Format everything from the line containing "Every grassy shoreline" down to the end of the records as a Markdown table with the columns Row and Line, leaving out any blank lines. Number the rows in the Row column and put each line's text in the Line column.

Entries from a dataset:
○ ○ ○

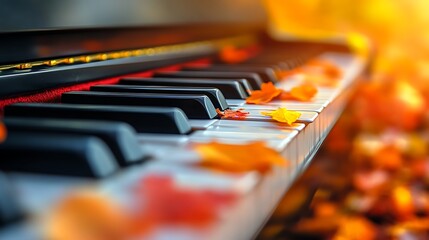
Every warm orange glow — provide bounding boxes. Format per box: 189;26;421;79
47;193;129;240
332;217;377;240
261;107;301;125
193;142;287;173
0;122;7;142
246;82;282;104
219;45;250;63
392;186;414;220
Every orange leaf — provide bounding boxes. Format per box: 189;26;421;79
0;122;7;142
194;142;286;173
216;108;249;120
279;82;317;101
261;107;301;125
135;175;236;226
46;193;129;240
246;82;282;104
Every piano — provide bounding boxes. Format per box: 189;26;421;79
0;0;366;240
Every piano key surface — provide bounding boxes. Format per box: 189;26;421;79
0;51;363;239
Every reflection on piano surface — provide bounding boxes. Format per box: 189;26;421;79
0;1;364;239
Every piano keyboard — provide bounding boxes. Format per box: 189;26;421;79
0;47;364;240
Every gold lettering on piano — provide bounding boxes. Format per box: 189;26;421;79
0;35;257;71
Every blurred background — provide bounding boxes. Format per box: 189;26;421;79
260;0;429;239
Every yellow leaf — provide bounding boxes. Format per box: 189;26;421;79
261;107;301;125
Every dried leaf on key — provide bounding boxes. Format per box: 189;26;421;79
261;107;301;125
246;82;317;104
193;142;287;173
216;108;249;120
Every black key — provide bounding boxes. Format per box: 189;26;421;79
0;133;118;178
119;78;249;99
61;91;217;119
183;64;277;83
153;71;262;92
91;85;229;110
0;173;24;228
5;103;191;134
4;117;148;166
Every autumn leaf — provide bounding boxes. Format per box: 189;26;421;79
304;59;343;79
193;142;287;173
332;216;377;240
279;82;317;101
0;122;7;142
261;107;301;125
246;82;282;104
219;46;250;64
216;108;249;120
45;192;129;240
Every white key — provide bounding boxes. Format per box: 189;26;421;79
189;119;219;130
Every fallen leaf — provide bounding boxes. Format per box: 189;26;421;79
261;107;301;125
135;175;237;226
304;59;343;79
193;142;287;173
246;82;282;104
46;192;129;240
216;108;249;120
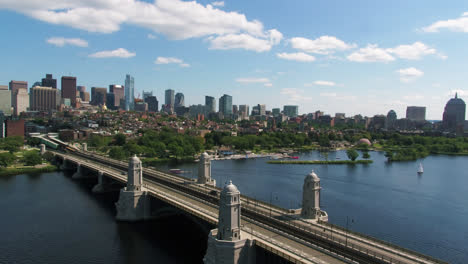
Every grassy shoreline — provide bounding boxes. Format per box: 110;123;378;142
267;160;373;165
0;165;57;176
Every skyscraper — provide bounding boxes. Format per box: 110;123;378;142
283;105;299;117
205;96;216;113
406;106;426;121
442;94;466;131
62;76;77;107
91;87;107;105
125;74;135;111
174;93;185;108
219;94;232;118
41;74;57;89
109;84;125;109
30;86;59;111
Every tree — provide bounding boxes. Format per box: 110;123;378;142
346;149;359;161
114;133;127;146
23;150;42;166
362;151;370;159
0;152;16;168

○ ○ ○

__REPLY TO THE TASK__.
| Row | Line |
|---|---|
| 1 | Every grassy shoreline — provide bounding boxes. Format per box: 110;123;378;142 |
| 2 | 267;160;373;165 |
| 3 | 0;165;57;176 |
| 4 | Every skyscraper — provide bounding boxes. Format per box: 110;123;378;142 |
| 5 | 283;105;299;117 |
| 6 | 205;96;216;113 |
| 7 | 406;106;426;121 |
| 8 | 442;94;466;131 |
| 9 | 62;76;77;107 |
| 10 | 91;87;107;105 |
| 11 | 125;74;135;111 |
| 12 | 174;93;185;108 |
| 13 | 219;94;232;118 |
| 14 | 41;74;57;89 |
| 15 | 109;84;125;109 |
| 16 | 30;86;59;111 |
| 17 | Every tree — provide bounding boxes. Format per box: 110;123;378;142 |
| 18 | 346;149;359;161 |
| 19 | 114;133;127;146 |
| 20 | 23;150;42;166 |
| 21 | 362;151;370;159 |
| 22 | 0;152;16;168 |